#### [AIM OF THE TASK]
Exact reproduction is required for all entries.

Items from a dataset
════════════════════

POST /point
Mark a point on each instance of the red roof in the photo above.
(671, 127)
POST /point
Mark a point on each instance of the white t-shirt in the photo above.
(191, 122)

════════════════════

#### [SOLUTION TO THE PROBLEM]
POST /point
Mark a point on each instance of the red roof in the photo above.
(671, 127)
POST /point
Mark a point on each instance of the white t-shirt in the photo above.
(191, 122)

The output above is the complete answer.